» Work request: Please write out all of the data below exactly, without including the pictures.

» Source material:
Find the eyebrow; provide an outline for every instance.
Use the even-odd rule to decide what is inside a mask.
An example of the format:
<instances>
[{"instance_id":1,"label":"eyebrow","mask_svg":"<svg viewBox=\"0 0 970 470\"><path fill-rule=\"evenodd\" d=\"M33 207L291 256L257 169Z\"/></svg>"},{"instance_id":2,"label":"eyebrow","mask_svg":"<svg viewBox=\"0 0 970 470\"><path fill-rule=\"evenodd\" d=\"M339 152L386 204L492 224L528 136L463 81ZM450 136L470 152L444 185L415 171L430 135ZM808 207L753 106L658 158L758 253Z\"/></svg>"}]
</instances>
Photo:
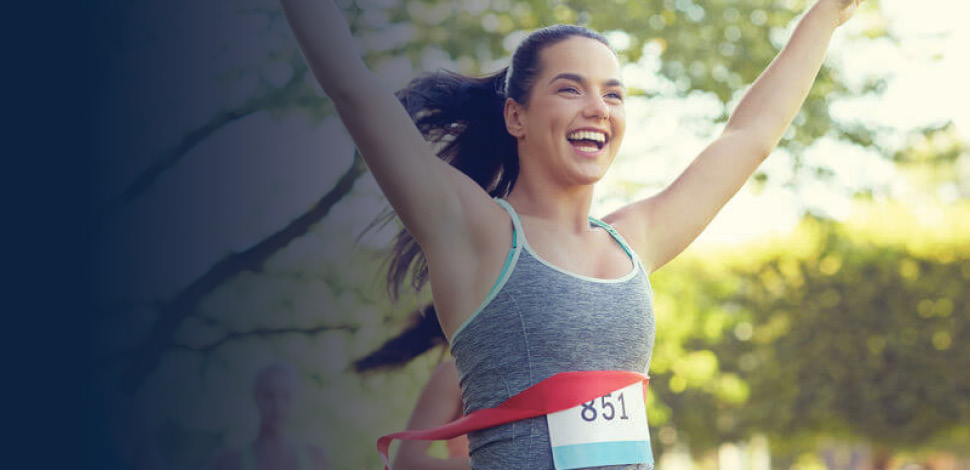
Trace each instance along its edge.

» Written response:
Find the eyebrow; provide an outline for every instance.
Use the even-odd rule to decide what is inside a mask.
An example of the format:
<instances>
[{"instance_id":1,"label":"eyebrow","mask_svg":"<svg viewBox=\"0 0 970 470\"><path fill-rule=\"evenodd\" d=\"M33 207L291 256L257 169Z\"/></svg>"},{"instance_id":2,"label":"eyebrow","mask_svg":"<svg viewBox=\"0 0 970 470\"><path fill-rule=\"evenodd\" d=\"M339 152L386 204L492 224L528 136L463 81ZM450 136L470 152L444 185L415 171L430 135ZM808 207L753 106L658 158L758 253Z\"/></svg>"}]
</instances>
Photo:
Trace each instance along its edge.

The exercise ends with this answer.